### ESTRATTO FORNITO
^^^^
Spunti per l'omelia a cura della Congregazione per il Clero per l'Ascensione del Signore (Anno C)


Tutto il tempo di Pasqua celebra il Mistero Pasquale: l’Ottava di Pasqua è un unico grande giorno, l’ottavo, che supera il computo dei sette giorni della creazione ed inaugura l’escatologia, il già e non ancora. Tutto quello che si può dire dell’Ottava si può affermare anche del Cinquantenario pasquale, perché da un punto di vista simbolico il valore dell’ottavo giorno corrisponde a quello del cinquantesimo, così che otto (7+1) corrisponde a 50 (49 + 1).
^^^^
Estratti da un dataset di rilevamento
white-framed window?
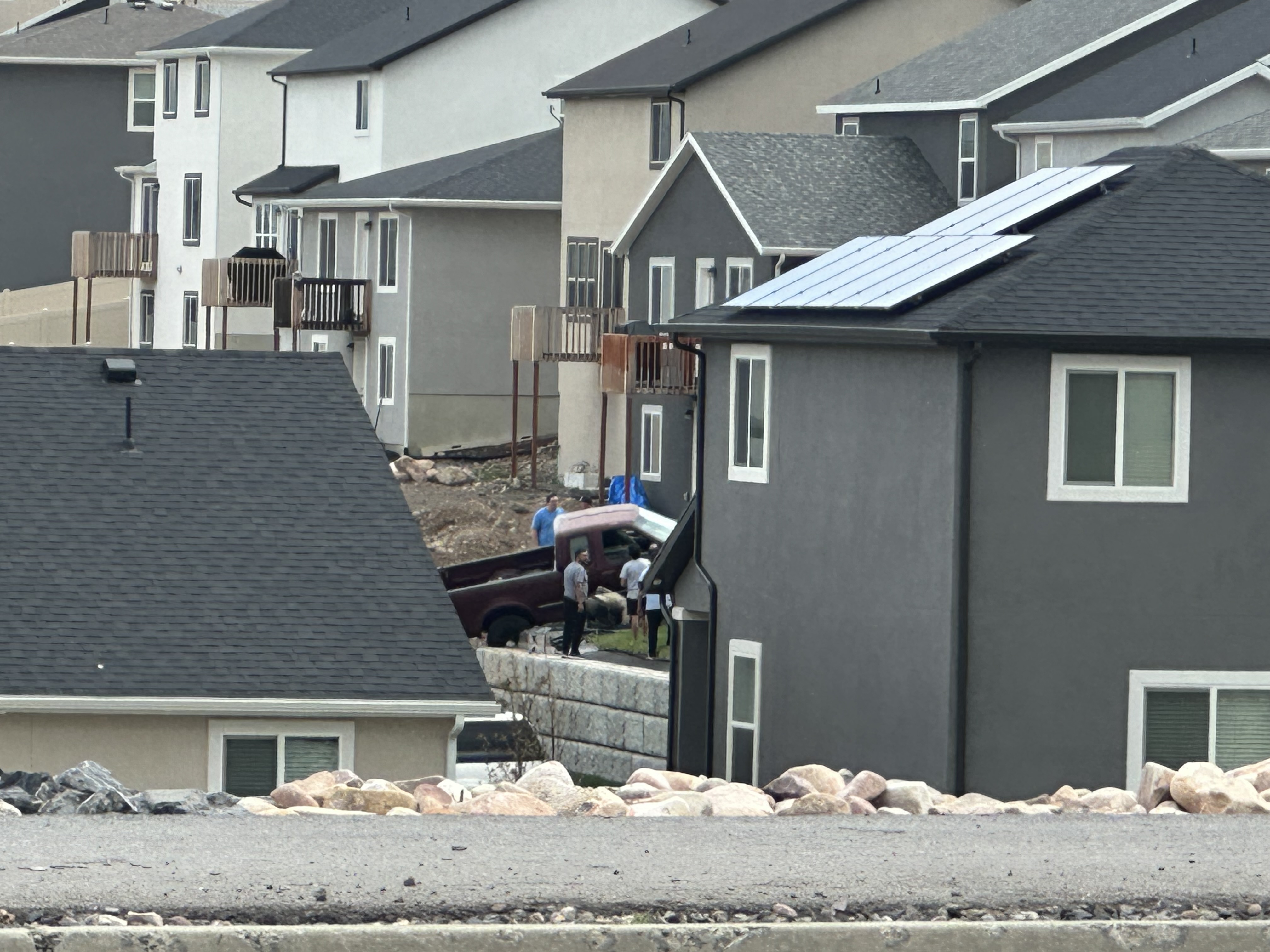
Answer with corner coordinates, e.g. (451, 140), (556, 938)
(1045, 354), (1190, 503)
(725, 258), (754, 301)
(353, 80), (371, 132)
(728, 344), (772, 482)
(163, 60), (180, 119)
(724, 638), (763, 783)
(207, 720), (354, 797)
(128, 70), (155, 132)
(318, 214), (339, 278)
(379, 214), (399, 293)
(379, 338), (396, 406)
(1125, 670), (1270, 790)
(1035, 136), (1054, 169)
(956, 113), (979, 203)
(194, 56), (212, 116)
(180, 171), (203, 245)
(180, 291), (198, 347)
(648, 258), (674, 324)
(639, 405), (662, 482)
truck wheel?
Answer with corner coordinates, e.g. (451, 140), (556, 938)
(485, 614), (529, 647)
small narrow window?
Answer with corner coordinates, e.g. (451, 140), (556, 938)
(379, 214), (398, 291)
(639, 406), (662, 482)
(958, 113), (979, 202)
(163, 60), (180, 119)
(726, 638), (763, 785)
(128, 70), (155, 132)
(194, 56), (212, 116)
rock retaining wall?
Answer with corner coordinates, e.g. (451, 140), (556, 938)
(476, 647), (671, 782)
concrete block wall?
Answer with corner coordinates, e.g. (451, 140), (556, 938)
(476, 647), (671, 783)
^^^^
### DETTAGLI COMPITO
Porta avanti l'estratto sul tempo di Pasqua e l'Ascensione, riprendendo subito dopo la sua ultima frase. Le voci non hanno nulla a che vedere con l'estratto.

### RISPOSTA
Così la festa dell’Ascensione del Signore va contemplata nel grande “movimento ascensionale” che il Signore compie nella sua crocifissione: “quando sarò innalzato da terra attirerò tutto a me”; e ancora: “volgeranno lo sguardo a Colui che hanno trafitto”, dice la Scrittura. Ma è soprattutto nel mistero della gloriosa Risurrezione, che si iscrive l’Ascensione: Cristo disceso agli inferi risale non da solo, come un eroe solitario, ma portando con sé i prigionieri liberati (Ef 4,7-8 ). Ascendendo al Cielo dove siede alla destra del Padre, prepara un posto per ciascuno dei suoi (cfr. Gv 14,2).
Nella Prima Lettura, san Luca si rivolge all’illustre Teofilo, e con la sua correttezza storiografica, espone ordinatamente i fatti riguardanti il Risorto. Potremmo dire che Egli rivolga ai suoi parole di addio, mentre si aprono per loro nuovi orizzonti missionari, un cammino illuminato dallo Spirito Santo, infatti ordina loro di non allontanarsi dalla Città santa, prima di avere ricevuto lo Spirito, che guida alla verità tutta intera e permette di comprendere tutto ciò che il Signore ha detto e fatto in mezzo a noi (cfr. Gv 14:25, 26).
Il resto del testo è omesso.